#### EXERCISE
Output exactly the lines below from the one containing "Internal audit: confirm the presence of the white" to the last line, both included. Omit pictures.

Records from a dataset
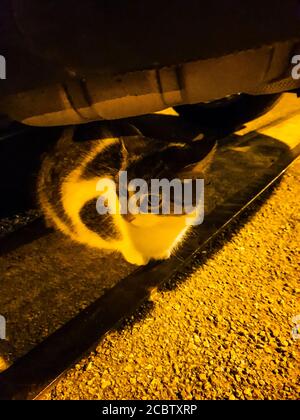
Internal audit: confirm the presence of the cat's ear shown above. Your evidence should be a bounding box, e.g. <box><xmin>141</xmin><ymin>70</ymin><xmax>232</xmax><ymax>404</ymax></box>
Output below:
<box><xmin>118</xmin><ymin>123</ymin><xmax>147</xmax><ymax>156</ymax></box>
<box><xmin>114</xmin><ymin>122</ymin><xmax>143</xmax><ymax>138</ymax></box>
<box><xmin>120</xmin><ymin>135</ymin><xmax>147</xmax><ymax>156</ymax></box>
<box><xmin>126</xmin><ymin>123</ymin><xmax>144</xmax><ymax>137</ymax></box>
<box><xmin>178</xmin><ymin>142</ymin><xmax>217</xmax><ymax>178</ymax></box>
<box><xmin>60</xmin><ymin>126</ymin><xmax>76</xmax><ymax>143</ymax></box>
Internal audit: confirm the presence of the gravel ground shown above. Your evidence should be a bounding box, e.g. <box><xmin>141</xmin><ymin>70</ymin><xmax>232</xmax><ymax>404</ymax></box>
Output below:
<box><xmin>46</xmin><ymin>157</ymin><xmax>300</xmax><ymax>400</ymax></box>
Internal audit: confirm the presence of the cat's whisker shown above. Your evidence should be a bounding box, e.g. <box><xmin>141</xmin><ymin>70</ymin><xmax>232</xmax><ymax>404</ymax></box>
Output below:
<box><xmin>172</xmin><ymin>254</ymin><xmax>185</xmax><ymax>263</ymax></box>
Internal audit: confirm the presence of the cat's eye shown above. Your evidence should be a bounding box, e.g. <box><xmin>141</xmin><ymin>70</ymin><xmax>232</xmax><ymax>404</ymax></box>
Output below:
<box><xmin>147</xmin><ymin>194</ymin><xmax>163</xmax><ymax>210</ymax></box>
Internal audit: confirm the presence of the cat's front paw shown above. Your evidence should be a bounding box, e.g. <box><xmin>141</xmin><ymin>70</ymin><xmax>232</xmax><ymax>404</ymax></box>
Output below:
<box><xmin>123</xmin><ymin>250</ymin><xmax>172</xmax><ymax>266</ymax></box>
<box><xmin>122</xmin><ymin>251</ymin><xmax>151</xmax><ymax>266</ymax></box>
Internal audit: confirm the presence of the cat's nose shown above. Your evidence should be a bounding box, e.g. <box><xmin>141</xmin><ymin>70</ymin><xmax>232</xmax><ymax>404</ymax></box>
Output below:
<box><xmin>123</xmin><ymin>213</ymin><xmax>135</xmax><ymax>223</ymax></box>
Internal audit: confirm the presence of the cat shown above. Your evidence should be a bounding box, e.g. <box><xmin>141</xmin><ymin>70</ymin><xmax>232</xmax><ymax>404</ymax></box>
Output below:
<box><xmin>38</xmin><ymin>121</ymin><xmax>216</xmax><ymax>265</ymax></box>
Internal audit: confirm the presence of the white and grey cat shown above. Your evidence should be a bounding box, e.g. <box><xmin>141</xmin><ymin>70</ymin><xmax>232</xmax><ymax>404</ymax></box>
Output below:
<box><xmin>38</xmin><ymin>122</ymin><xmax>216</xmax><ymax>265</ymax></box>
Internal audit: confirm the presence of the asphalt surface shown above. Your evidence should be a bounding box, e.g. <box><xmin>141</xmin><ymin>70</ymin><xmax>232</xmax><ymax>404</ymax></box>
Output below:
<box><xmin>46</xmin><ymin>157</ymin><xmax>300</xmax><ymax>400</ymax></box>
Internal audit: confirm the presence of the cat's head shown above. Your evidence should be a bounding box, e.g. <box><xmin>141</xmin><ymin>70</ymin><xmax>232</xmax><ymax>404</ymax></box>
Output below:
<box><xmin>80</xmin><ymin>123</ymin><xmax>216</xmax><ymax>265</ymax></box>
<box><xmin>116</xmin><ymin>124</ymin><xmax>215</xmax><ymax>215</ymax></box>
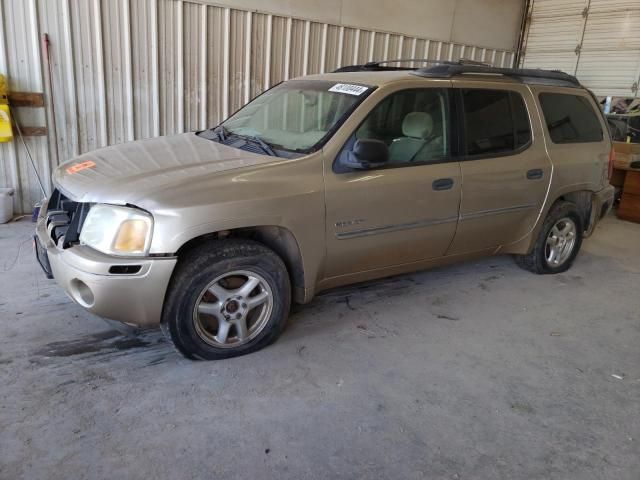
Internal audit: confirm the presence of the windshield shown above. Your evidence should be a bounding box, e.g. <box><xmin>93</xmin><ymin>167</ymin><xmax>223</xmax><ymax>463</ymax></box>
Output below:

#### COMPLETED EXERCISE
Internal audit: confirm the presence of the white and grey cat shown above. Your evidence should be a bounding box, e.g. <box><xmin>141</xmin><ymin>70</ymin><xmax>232</xmax><ymax>404</ymax></box>
Output below:
<box><xmin>38</xmin><ymin>122</ymin><xmax>216</xmax><ymax>265</ymax></box>
Internal audit: confirm the presence of the asphalt surface shown above. Your evidence should be a bounding box, e.g. <box><xmin>141</xmin><ymin>70</ymin><xmax>232</xmax><ymax>404</ymax></box>
Output below:
<box><xmin>46</xmin><ymin>157</ymin><xmax>300</xmax><ymax>400</ymax></box>
Internal audit: confirm the presence of the cat's head shown above. Your evidence should be a bounding box, e.g. <box><xmin>141</xmin><ymin>70</ymin><xmax>232</xmax><ymax>404</ymax></box>
Output below:
<box><xmin>80</xmin><ymin>123</ymin><xmax>216</xmax><ymax>265</ymax></box>
<box><xmin>116</xmin><ymin>124</ymin><xmax>215</xmax><ymax>215</ymax></box>
Internal audit: confirm the presence of the windshield shown above. Your evidence should be a bounding box, e.g. <box><xmin>93</xmin><ymin>167</ymin><xmax>223</xmax><ymax>463</ymax></box>
Output below:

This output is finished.